INSTRUCTIONS FOR THE TASK:
Return every line of the data below that contains the word "vertical".

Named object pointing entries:
■ ■ ■ ■ ■

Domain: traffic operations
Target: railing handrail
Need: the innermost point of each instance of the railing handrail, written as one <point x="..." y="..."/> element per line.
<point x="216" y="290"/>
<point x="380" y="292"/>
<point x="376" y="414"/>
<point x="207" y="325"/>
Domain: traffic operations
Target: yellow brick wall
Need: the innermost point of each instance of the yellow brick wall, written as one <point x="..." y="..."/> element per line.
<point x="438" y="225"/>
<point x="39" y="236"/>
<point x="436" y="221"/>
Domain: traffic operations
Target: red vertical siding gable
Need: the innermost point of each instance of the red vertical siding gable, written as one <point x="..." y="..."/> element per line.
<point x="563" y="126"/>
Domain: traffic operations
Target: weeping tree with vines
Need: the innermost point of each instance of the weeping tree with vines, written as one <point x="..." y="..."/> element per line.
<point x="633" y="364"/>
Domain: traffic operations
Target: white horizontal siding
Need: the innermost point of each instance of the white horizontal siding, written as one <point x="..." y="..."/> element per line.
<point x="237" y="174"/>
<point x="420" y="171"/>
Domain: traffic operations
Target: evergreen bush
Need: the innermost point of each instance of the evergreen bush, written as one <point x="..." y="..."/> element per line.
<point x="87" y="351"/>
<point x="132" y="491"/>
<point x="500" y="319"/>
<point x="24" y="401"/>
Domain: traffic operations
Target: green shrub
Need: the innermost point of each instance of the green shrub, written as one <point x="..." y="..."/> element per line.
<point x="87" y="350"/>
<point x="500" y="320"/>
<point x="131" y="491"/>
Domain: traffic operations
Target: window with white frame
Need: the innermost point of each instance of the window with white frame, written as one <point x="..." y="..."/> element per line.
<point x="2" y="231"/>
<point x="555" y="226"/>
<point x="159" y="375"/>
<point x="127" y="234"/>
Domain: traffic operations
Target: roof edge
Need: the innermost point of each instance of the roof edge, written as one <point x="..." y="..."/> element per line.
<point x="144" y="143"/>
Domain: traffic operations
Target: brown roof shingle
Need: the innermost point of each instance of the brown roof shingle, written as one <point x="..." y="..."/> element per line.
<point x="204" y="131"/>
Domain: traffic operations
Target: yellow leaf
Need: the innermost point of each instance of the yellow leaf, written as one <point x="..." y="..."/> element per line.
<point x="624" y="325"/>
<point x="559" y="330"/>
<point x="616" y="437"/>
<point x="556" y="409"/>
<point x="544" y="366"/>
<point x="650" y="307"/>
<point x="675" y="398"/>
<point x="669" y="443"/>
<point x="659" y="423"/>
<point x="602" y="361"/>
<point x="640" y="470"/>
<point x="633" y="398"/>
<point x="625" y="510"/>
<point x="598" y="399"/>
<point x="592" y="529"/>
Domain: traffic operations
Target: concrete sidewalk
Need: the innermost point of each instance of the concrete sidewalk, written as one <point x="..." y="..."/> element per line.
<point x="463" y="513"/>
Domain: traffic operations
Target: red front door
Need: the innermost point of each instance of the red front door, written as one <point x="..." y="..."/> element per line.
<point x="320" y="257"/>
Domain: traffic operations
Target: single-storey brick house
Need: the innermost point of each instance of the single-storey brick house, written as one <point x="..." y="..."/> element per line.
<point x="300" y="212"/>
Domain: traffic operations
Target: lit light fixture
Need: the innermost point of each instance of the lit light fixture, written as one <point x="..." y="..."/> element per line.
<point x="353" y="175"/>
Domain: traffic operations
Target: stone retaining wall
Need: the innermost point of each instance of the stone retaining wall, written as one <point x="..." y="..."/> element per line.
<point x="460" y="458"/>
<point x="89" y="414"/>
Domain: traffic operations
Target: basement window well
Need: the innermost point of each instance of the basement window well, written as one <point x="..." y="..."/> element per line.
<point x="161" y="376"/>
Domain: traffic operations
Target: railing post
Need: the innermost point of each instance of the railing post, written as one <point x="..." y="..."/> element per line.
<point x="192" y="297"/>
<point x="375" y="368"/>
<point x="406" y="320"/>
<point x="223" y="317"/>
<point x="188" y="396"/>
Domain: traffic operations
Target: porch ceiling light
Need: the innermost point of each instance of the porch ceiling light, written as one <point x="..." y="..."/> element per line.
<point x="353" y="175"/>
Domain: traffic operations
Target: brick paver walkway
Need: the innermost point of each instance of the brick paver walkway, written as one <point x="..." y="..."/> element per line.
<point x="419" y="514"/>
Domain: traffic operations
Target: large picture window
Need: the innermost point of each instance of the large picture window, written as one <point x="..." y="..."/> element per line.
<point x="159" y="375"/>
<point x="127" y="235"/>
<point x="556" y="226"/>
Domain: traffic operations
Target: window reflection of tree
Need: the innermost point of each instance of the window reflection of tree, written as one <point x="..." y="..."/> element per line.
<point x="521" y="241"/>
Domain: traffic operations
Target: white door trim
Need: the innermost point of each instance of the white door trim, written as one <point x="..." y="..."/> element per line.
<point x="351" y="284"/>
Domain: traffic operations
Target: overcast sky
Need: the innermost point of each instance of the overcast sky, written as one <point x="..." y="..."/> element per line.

■ ■ ■ ■ ■

EXERCISE RESULT:
Target: red vertical siding gable
Need: the innermost point of each instance of the red vertical siding gable, written as one <point x="..." y="..."/> element per line.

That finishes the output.